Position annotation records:
%%
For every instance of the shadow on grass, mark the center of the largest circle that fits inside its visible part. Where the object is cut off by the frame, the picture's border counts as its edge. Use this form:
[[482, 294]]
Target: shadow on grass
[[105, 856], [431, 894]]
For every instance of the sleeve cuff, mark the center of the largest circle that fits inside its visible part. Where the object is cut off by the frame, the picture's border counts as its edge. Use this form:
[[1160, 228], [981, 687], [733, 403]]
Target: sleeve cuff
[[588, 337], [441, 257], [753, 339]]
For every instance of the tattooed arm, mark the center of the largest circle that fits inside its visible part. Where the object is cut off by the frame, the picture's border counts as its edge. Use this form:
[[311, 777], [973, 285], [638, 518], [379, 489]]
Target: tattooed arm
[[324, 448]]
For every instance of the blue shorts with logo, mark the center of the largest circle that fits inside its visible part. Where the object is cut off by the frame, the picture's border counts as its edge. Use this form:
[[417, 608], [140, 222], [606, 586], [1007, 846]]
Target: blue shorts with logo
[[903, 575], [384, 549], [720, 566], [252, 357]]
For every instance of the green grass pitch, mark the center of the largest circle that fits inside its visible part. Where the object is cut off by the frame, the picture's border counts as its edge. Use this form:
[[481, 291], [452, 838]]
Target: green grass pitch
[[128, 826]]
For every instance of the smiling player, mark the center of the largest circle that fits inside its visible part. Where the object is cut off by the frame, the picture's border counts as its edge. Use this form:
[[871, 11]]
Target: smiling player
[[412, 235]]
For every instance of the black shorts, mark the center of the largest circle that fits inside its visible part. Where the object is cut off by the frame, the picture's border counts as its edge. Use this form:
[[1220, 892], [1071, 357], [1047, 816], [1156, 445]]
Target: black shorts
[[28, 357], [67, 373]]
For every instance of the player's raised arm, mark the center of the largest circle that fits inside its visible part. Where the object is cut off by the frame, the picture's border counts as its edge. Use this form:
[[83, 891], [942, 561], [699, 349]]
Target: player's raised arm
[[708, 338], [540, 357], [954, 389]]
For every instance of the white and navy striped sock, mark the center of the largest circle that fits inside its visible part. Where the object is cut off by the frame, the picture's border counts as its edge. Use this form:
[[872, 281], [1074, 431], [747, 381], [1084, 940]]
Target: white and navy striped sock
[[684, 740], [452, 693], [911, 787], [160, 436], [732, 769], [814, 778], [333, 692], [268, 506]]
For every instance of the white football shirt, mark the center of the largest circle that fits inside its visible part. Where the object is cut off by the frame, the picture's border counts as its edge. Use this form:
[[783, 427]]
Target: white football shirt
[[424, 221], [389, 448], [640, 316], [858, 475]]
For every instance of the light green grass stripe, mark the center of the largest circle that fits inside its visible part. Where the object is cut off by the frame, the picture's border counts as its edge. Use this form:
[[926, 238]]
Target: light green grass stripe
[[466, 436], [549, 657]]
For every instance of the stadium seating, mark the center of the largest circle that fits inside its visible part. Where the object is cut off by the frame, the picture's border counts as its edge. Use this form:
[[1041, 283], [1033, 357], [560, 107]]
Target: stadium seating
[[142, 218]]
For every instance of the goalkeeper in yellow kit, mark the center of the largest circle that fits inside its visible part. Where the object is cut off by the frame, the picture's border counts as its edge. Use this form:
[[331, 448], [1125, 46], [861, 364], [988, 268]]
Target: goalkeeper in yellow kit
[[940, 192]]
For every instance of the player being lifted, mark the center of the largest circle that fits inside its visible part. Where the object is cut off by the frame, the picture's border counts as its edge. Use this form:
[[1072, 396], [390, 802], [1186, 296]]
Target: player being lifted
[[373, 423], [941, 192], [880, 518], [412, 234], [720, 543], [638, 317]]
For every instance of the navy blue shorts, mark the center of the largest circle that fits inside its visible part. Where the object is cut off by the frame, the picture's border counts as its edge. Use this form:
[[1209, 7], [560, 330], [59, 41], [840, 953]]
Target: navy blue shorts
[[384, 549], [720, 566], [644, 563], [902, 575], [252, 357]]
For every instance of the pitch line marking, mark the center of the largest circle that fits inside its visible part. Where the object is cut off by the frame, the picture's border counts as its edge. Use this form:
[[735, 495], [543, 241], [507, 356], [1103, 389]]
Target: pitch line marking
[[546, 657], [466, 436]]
%%
%%
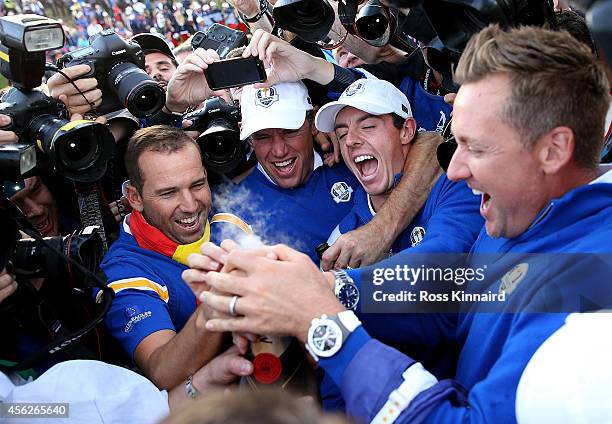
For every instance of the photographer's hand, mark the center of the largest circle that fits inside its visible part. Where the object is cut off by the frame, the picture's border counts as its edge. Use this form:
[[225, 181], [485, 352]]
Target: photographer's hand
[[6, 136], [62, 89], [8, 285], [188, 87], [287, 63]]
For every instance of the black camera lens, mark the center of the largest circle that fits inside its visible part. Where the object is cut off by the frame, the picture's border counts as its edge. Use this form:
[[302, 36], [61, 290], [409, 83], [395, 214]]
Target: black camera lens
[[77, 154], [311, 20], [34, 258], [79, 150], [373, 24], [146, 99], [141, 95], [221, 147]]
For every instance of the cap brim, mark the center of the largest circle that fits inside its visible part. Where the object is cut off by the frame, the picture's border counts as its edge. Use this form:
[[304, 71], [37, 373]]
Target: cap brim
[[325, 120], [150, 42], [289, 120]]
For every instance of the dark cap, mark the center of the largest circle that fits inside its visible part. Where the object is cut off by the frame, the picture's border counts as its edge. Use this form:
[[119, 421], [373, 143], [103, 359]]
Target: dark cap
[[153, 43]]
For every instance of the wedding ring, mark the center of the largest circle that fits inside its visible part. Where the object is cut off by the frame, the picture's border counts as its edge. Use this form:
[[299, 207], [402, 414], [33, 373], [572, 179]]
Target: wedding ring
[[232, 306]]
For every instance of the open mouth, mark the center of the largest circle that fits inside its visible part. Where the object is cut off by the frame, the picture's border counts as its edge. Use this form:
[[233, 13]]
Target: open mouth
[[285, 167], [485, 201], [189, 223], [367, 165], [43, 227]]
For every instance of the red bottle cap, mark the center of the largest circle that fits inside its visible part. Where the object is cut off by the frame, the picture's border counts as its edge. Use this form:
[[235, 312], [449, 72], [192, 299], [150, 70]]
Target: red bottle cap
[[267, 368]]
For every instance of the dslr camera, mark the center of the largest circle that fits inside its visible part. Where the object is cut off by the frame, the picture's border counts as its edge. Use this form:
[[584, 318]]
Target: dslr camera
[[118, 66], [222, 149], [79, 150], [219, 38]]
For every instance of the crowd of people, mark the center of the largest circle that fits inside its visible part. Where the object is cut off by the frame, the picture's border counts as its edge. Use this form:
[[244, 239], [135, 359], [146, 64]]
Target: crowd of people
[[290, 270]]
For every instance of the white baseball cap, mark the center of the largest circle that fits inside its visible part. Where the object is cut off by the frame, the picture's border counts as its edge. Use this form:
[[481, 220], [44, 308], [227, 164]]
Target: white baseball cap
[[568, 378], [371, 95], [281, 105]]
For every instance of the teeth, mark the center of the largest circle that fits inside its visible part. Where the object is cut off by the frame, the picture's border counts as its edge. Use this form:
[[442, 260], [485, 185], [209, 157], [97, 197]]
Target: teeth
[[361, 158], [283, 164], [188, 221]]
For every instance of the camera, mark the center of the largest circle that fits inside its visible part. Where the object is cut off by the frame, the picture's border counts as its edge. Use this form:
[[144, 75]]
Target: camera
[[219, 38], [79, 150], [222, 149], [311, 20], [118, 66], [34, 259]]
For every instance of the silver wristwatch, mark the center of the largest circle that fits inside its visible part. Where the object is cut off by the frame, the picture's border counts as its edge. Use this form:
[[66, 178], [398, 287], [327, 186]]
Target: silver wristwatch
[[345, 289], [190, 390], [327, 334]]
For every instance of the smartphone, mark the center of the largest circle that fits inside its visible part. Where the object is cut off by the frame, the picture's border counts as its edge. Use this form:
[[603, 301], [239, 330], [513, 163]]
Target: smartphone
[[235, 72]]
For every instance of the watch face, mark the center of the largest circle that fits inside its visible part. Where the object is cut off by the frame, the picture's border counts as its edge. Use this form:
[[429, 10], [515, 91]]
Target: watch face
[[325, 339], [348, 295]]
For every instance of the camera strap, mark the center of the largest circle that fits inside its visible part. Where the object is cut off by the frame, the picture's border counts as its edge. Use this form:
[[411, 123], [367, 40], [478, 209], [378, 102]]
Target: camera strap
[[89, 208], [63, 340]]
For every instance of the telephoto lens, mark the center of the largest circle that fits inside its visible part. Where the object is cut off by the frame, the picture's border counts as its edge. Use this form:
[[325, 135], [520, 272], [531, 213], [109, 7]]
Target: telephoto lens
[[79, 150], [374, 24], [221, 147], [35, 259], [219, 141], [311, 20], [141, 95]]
%%
→ **Exercise directions**:
Resize everything from the line containing "For every instance of the white baseball" down to the line containing "[[568, 378], [371, 95], [281, 105]]", both included, by giving those lines again, requests too, with every coordinate in the answers multiplied by 1.6 and rounded to a whole number, halves rounded up. Leave the numbers in the requests and their format samples unchanged.

→ **Task solution**:
For every instance of the white baseball cap, mark the center of the largest circle that fits inside its visible part. Where the object is cut off by the frame, the picture's border counts as its edge. Use this form:
[[481, 220], [44, 308], [227, 164]]
Target: white baseball cap
[[909, 605], [594, 152], [450, 168]]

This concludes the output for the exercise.